Given exercise: Gather every line of the material below that contains the word "target", copying each one in full.

########

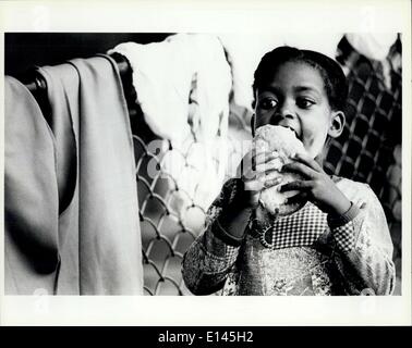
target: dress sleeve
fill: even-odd
[[[391,295],[395,288],[393,245],[379,200],[367,185],[359,187],[351,217],[335,225],[334,262],[350,295]]]
[[[183,281],[195,295],[210,295],[225,285],[241,245],[220,226],[218,217],[233,201],[239,183],[229,179],[207,211],[204,232],[186,250],[182,261]]]

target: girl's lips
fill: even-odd
[[[282,127],[291,129],[294,133],[294,135],[296,136],[296,138],[302,141],[301,137],[299,136],[298,132],[294,130],[294,128],[292,128],[291,126],[282,126]]]

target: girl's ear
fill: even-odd
[[[256,116],[255,116],[255,114],[253,114],[252,115],[252,117],[251,117],[251,129],[252,129],[252,137],[254,138],[255,137],[255,119],[256,119]]]
[[[344,127],[344,113],[342,111],[332,111],[328,135],[331,138],[339,137]]]

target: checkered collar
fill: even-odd
[[[255,221],[250,227],[260,243],[270,249],[308,247],[328,229],[324,213],[312,202],[307,202],[295,213],[264,224]]]

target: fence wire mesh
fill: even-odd
[[[397,265],[401,271],[401,42],[398,38],[385,64],[358,53],[343,38],[338,61],[349,80],[349,107],[343,134],[334,139],[326,153],[325,170],[336,175],[367,183],[380,199],[391,232]],[[140,220],[143,238],[145,295],[191,295],[181,276],[181,261],[191,243],[203,231],[205,208],[184,195],[165,165],[170,151],[179,153],[190,167],[191,152],[197,139],[192,134],[184,151],[159,139],[144,122],[138,105],[132,111],[136,159]],[[251,113],[230,104],[228,158],[238,159],[238,145],[251,138]],[[150,144],[156,141],[156,146]],[[214,158],[216,161],[218,159]],[[156,164],[155,176],[148,166]],[[202,173],[201,173],[202,174]],[[233,175],[227,172],[226,178]],[[175,198],[186,196],[175,209]],[[181,207],[181,206],[180,206]],[[400,281],[400,279],[399,279]]]

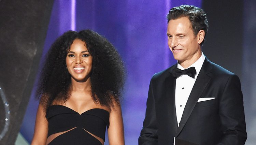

########

Reply:
target: dress sleeve
target: girl's lips
target: girl's ear
target: checkered collar
target: fence wire mesh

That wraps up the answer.